BEGIN Excerpt
Limiting the hours of television advertising for foods and beverages that are high in fat, sugar, and salt (HFSS) could help reduce childhood obesity, according to a new study from the University of Cambridge.

The World Health Organization reports that childhood obesity is one of the most serious public health challenges of the 21st century, and it’s prevalence has grown at an alarming rate. 

The United Kingdom has a goal of cutting childhood obesity in half by 2030, and the government is considering the option of placing restrictions on television advertising for HFSS products between the hours of 5:30 a.m. and 9:00 p.m. 

To investigate, the researchers analyzed data on children’s exposure to HFSS advertising during these particular hours. The team also reviewed previously published information on the association between exposure to HFSS advertising and children’s caloric intake.

The study revealed that limiting television advertising would make a substantial contribution to reducing childhood obesity.

The researchers found that if all HFSS advertising in the UK was withdrawn during the hours that kids are typically awake, 3.7 million children in the UK would see an average 1.5 fewer HFSS advertisements per day. The subsequent reduction in caloric intake could lower the number of children with obesity by 40,000, and the number of children considered overweight by 120,000.
END Excerpt
* [Activity] Could you continue the article on limiting HFSS television advertising to reduce childhood obesity from where it stops?
BEGIN Extracted records
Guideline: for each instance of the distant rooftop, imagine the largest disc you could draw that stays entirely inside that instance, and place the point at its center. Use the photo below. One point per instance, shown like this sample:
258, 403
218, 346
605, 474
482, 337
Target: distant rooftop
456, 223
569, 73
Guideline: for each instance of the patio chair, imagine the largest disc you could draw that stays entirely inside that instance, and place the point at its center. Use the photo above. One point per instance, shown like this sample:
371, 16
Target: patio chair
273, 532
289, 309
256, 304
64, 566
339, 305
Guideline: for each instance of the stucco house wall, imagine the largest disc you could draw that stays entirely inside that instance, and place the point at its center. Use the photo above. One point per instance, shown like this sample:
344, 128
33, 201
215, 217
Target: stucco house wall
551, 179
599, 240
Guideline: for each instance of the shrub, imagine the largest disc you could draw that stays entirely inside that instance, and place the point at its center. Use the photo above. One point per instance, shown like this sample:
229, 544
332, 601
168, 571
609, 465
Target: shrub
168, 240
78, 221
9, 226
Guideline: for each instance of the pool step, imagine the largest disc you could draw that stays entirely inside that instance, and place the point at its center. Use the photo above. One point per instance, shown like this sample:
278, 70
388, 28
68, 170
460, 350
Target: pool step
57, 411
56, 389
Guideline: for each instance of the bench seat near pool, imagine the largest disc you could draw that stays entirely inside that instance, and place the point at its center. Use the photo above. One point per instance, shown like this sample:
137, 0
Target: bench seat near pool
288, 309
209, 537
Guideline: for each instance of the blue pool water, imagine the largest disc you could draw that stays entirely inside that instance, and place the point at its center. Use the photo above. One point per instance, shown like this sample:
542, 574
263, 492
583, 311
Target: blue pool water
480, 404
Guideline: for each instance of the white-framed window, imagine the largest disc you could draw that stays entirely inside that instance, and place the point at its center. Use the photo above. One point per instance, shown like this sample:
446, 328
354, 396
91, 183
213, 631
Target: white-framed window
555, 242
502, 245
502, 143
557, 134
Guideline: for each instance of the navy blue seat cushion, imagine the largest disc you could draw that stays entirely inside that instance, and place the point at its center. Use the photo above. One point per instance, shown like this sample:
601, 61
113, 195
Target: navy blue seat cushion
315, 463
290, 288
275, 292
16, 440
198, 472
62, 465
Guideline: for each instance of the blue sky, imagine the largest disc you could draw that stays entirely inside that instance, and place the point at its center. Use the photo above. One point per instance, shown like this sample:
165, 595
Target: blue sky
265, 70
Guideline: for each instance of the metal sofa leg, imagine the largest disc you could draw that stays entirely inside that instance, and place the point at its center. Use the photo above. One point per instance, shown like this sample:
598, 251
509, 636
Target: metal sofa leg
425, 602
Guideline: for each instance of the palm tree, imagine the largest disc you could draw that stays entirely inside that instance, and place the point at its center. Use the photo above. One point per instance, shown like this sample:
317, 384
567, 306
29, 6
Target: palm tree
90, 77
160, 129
END Extracted records
* [Answer for the task]
“Measures which have the potential to reduce exposure to less-healthy food advertising on television could make a meaningful contribution to reducing childhood obesity,” wrote the researchers. However, they also noted that the study has some limitations and does fully account for all the factors that would affect the impact of this policy if it was implemented.

“Our analysis shows that introducing a 9 PM watershed on unhealthy TV food advertising can make a valuable contribution to protecting the future health of all children in the UK, and help level up the health of children from less affluent backgrounds,” said Dr. Oliver Mytton.

“However, children now consume media from a range of sources, and increasingly from online and on-demand services, so in order to give all children the opportunity to grow up healthy it is important to ensure that this advertising doesn’t just move to the 9-10pm slot and to online services.”

The study is published in the journal PLOS Medicine.